__Problem statement__
What do the lines from the one containing "of the white" through the end of the entries say? Quote them exactly, and only them.

__Provided data__
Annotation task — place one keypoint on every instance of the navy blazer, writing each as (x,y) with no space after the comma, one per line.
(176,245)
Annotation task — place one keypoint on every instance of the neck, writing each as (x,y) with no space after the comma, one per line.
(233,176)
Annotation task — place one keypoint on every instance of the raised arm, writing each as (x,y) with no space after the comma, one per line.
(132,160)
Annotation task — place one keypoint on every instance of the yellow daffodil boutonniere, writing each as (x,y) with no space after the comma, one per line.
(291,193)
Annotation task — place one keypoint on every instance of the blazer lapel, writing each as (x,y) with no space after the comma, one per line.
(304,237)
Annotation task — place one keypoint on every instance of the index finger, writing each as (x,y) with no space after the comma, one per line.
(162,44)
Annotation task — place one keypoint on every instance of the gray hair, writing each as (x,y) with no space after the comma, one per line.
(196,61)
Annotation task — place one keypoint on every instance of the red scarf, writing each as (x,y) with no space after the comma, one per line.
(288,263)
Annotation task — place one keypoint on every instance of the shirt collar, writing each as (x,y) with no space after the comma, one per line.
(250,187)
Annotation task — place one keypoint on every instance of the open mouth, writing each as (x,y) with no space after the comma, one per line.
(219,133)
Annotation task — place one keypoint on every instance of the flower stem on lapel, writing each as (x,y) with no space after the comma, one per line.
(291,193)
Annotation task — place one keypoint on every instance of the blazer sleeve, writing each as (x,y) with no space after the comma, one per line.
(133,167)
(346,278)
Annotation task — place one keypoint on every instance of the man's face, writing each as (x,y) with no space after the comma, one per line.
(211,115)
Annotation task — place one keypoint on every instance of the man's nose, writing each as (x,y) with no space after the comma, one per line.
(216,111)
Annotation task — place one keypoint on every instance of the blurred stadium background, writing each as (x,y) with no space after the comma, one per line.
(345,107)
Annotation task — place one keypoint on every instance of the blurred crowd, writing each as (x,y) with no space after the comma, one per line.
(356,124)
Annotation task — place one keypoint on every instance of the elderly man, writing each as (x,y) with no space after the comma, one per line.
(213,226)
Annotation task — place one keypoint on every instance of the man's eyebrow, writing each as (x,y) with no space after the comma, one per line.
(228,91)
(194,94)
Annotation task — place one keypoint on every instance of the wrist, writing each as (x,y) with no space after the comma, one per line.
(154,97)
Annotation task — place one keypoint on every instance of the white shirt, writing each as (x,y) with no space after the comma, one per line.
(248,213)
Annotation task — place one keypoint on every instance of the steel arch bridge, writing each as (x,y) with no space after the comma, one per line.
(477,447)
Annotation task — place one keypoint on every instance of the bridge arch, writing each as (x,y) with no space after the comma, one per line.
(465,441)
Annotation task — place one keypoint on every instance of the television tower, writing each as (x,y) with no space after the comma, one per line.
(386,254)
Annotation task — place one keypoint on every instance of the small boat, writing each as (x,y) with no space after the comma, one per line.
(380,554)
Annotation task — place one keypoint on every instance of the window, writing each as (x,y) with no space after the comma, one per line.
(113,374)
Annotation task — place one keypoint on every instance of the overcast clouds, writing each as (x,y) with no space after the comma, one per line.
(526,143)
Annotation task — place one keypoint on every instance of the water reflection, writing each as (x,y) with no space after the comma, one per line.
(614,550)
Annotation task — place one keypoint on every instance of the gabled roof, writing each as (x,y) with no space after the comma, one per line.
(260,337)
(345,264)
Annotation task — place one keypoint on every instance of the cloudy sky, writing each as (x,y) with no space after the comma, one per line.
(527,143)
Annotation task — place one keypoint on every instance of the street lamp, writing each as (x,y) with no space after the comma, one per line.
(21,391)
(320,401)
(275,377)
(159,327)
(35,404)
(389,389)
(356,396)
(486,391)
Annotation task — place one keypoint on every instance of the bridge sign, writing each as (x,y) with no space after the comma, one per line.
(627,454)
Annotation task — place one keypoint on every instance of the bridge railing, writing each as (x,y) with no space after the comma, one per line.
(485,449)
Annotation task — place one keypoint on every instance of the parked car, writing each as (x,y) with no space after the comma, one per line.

__Task response__
Annotation task — place one keypoint on every instance of the white shirt, writing each as (x,y) with no space after the comma, one per line.
(248,213)
Annotation task — place one keypoint on every instance of the steel arch bridge, writing each as (x,y) with no space after the comma, one per line.
(477,447)
Annotation task — place one keypoint on every instance of the bridge arch, writing each as (x,y) with no space after the comma, one per line.
(465,441)
Annotation task — place one keypoint on every instance of the television tower, writing each as (x,y) with no space after the comma, one per line.
(386,254)
Annotation task — place one keypoint on every instance of the small boat, writing each as (x,y) with no space after the comma, one per line.
(380,554)
Annotation task — place one keypoint on every instance of the window, writing each as (x,y) with no space after the comma, one per line.
(113,374)
Annotation task — place one keypoint on every instance of the overcast clouds, writing each as (x,y) with no space after the comma, one per line.
(526,143)
Annotation task — place one keypoint on every instance of the water reflection, writing each as (x,y) with no space after the comma, one per line.
(614,550)
Annotation task — place one keypoint on every instance of the gabled roof, writing each as (x,y) with no space after the comma, one per line.
(260,337)
(345,264)
Annotation task — place one keypoint on every instance of the cloudy sky, writing each as (x,y) with no space after the comma, one per line.
(527,143)
Annotation task — place one keypoint on every instance of the street lamp, writing each as (x,y) with no space after the comma, one per line.
(21,391)
(320,401)
(275,377)
(159,327)
(35,404)
(389,389)
(356,396)
(486,391)
Annotation task — place one keypoint on every instance of the bridge sign, writing each as (x,y) with no space after the comma, one per line.
(627,454)
Annotation task — place one keypoint on every instance of the bridge railing, writing each as (x,y) with no space after the comma, one per line.
(485,449)
Annotation task — place one keypoint on every instance of the parked car, writing each as (x,y) with no space after the comma, one per line.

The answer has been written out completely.